[Dataset rows on where objects appear]
━━━━
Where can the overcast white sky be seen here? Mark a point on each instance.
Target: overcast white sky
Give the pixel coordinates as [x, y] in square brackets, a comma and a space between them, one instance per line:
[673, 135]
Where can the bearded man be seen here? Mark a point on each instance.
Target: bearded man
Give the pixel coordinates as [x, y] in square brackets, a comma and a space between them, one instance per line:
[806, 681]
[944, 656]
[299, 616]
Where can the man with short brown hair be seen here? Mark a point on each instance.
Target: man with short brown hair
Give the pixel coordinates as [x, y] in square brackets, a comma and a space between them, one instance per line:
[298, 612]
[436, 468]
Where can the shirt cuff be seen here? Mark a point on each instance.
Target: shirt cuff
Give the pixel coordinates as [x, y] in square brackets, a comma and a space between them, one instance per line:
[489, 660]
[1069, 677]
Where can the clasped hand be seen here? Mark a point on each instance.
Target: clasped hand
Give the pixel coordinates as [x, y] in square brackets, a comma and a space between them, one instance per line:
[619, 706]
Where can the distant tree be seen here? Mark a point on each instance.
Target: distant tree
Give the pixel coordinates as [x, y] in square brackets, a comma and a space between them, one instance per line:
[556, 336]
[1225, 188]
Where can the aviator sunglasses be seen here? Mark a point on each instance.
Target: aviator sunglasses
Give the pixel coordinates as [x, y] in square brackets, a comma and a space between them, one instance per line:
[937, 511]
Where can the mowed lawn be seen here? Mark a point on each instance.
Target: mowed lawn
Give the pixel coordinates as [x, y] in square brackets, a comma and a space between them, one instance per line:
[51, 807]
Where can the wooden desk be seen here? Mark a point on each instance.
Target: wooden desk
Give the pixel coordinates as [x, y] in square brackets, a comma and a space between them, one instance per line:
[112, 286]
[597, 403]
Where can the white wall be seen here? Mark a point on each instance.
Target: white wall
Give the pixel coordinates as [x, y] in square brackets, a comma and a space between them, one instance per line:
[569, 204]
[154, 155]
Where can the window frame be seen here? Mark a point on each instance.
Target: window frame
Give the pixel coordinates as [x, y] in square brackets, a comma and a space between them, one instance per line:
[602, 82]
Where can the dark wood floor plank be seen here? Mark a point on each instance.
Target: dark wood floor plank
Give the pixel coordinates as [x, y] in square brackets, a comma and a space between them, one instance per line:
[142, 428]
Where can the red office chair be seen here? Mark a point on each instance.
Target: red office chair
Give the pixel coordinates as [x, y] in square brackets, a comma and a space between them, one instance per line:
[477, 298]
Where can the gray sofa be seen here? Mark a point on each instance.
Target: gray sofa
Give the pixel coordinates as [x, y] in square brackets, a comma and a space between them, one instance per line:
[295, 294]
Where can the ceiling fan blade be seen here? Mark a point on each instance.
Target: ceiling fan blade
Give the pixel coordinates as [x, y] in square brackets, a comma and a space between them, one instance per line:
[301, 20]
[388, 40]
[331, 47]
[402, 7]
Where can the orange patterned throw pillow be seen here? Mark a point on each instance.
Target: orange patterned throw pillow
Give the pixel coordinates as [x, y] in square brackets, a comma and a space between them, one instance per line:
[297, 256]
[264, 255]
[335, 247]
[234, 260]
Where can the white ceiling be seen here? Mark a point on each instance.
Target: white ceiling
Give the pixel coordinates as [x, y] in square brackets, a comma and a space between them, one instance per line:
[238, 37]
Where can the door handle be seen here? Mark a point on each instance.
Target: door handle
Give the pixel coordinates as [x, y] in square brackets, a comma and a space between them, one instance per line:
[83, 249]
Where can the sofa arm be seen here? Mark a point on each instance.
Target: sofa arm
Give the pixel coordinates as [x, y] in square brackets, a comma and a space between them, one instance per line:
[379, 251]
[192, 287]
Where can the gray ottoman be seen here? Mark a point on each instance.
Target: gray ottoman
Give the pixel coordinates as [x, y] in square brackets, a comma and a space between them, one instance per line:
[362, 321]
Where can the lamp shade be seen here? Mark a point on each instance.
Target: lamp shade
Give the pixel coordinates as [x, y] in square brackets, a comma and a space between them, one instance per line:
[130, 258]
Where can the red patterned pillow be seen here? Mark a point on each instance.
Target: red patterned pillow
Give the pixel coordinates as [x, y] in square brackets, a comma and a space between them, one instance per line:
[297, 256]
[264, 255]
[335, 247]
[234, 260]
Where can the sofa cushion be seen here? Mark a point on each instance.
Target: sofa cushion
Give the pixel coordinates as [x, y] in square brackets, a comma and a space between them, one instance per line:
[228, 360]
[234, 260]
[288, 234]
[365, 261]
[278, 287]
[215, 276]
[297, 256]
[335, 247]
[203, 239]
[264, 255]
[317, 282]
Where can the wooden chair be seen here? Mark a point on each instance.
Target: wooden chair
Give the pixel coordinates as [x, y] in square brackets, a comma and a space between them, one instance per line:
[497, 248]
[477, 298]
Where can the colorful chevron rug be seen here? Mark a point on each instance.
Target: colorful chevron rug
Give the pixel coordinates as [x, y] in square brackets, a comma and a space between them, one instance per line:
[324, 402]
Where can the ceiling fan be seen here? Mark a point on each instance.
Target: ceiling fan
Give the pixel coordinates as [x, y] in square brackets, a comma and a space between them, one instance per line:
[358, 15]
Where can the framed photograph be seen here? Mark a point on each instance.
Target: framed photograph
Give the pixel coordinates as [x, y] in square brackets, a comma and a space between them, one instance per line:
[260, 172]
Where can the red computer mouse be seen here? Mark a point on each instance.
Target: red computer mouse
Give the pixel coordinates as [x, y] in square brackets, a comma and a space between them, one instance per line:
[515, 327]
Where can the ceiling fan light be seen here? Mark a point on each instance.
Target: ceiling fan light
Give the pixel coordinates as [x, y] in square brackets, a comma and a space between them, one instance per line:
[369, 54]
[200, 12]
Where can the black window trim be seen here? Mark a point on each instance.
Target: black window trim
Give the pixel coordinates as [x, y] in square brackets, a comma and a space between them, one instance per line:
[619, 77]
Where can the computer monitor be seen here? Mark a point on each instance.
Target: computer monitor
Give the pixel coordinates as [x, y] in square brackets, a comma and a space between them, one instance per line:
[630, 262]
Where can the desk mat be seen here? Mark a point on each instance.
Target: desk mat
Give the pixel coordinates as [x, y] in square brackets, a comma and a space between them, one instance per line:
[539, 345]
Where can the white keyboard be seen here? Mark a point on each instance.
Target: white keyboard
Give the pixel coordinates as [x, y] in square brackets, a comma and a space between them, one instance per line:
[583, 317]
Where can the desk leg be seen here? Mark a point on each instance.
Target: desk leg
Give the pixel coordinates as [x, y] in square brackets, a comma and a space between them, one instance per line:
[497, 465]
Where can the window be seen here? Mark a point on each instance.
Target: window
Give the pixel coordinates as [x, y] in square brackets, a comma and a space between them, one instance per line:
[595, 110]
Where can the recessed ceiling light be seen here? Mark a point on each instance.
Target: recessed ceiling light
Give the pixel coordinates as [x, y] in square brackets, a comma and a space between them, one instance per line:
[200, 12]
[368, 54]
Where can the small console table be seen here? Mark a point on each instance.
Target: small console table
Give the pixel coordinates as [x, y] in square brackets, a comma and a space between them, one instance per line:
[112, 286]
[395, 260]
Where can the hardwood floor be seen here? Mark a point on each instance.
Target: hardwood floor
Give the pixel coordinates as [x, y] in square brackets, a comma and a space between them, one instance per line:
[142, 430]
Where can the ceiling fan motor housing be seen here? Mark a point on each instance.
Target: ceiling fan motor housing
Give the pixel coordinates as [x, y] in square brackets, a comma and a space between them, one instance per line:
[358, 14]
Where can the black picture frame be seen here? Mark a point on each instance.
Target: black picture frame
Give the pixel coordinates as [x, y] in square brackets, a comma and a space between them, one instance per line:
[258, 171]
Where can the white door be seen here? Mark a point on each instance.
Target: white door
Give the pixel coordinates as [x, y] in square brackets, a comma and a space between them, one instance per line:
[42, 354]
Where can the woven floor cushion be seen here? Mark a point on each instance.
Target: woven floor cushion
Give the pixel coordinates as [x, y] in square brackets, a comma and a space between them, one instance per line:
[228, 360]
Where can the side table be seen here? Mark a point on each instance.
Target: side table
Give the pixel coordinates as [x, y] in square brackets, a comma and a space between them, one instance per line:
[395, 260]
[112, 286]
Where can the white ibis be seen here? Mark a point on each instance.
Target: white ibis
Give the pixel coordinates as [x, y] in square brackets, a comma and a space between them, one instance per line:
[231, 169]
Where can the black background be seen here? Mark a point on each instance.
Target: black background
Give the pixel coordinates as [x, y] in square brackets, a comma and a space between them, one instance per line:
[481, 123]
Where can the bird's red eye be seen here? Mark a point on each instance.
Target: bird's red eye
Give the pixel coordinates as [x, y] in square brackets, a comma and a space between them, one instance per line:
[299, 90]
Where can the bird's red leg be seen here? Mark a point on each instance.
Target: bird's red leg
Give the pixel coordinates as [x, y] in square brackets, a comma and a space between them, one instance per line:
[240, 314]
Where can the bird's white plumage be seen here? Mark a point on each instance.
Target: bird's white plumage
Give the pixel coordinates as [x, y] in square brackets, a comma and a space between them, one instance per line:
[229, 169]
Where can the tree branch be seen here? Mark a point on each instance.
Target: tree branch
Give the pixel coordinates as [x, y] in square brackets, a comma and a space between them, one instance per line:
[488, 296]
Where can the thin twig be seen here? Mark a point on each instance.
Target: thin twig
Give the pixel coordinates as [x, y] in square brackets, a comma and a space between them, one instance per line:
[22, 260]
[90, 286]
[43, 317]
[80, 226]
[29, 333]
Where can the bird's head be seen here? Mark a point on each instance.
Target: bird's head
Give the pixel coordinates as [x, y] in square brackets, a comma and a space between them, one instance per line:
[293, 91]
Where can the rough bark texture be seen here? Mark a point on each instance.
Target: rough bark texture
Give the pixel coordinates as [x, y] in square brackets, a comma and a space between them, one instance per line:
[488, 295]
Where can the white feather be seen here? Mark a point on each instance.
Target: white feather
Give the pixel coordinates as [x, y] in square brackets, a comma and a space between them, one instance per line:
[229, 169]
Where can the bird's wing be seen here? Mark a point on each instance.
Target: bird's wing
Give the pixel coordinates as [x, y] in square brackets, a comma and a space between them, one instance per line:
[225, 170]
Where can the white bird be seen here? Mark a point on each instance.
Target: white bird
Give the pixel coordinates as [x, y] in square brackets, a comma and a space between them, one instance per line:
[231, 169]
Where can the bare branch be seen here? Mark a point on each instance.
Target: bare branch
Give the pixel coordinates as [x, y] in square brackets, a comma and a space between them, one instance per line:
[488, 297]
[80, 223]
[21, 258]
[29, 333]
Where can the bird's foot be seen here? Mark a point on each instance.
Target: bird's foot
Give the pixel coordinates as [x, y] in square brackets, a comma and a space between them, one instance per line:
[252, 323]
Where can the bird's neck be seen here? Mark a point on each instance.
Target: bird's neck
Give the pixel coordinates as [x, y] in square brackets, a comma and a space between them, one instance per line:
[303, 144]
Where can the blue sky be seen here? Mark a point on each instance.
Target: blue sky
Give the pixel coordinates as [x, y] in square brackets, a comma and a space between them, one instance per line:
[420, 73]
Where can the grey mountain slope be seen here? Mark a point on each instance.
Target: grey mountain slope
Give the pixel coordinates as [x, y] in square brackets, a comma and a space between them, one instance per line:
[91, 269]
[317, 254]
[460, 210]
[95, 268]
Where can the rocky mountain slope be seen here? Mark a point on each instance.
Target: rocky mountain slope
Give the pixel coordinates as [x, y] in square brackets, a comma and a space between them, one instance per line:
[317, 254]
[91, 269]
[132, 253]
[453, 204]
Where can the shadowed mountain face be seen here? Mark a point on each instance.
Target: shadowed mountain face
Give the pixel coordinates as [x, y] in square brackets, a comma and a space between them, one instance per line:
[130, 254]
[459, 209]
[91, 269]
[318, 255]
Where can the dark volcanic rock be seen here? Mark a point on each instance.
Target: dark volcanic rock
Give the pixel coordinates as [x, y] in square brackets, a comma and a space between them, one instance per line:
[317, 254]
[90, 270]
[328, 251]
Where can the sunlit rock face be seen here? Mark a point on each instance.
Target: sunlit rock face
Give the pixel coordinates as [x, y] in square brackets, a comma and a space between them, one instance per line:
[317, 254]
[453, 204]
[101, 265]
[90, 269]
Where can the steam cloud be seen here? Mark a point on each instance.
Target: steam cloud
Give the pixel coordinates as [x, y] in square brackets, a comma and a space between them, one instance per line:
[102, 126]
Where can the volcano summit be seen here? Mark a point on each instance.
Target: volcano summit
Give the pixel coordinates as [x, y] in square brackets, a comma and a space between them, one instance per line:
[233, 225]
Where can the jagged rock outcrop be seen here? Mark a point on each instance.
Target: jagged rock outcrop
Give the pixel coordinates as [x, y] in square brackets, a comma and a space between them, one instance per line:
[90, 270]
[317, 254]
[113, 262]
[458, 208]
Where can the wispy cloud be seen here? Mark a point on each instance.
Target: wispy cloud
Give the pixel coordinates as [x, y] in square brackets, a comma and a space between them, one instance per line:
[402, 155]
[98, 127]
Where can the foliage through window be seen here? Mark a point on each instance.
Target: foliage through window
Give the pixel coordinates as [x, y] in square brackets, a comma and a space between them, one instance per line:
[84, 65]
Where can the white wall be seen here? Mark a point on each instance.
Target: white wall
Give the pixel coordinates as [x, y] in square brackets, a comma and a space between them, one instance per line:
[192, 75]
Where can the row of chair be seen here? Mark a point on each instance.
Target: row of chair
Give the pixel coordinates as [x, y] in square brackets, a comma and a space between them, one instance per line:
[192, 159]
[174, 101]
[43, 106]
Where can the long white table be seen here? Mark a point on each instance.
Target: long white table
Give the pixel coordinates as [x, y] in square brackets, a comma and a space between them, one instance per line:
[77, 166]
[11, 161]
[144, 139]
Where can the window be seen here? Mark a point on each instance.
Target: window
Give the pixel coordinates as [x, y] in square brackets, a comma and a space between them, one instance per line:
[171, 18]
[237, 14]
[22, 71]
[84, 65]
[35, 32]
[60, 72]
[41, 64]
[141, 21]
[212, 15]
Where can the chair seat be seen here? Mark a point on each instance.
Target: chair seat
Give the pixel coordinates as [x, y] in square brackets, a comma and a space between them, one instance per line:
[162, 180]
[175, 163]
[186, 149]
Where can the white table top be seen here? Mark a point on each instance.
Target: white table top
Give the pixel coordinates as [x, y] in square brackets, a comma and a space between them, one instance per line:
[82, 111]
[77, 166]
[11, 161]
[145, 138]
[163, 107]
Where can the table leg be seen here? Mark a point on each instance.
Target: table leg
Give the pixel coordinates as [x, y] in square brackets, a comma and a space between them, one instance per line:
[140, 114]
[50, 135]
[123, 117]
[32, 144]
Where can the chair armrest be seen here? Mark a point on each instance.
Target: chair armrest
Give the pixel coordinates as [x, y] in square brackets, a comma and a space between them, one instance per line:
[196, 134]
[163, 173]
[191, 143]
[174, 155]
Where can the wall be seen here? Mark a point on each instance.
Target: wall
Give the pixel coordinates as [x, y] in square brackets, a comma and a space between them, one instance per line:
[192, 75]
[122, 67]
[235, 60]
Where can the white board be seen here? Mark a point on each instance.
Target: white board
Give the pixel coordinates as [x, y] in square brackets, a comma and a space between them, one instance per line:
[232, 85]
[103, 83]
━━━━
Problem requirements:
Extract exactly the lines between the line containing "Where can the chair armrest" and the end of the data, including both.

The result:
Where can the chair armrest be seen here? Mark a point on each instance.
Target: chair armrest
Give the pixel coordinates as [x, y] in square brackets, a comma and a space between them, one instance per line:
[196, 134]
[163, 173]
[191, 143]
[174, 155]
Where can the wall be seen here? Mark a point on each instance.
Target: wall
Give the pixel coordinates as [x, y] in square brackets, a comma and a space between them, one instance per line:
[192, 75]
[122, 67]
[235, 60]
Where can the white board be seen here? Mark a point on each instance.
Target: white board
Give the pixel coordinates as [x, y] in square brackets, a comma and a space between them, one instance per line:
[232, 85]
[103, 83]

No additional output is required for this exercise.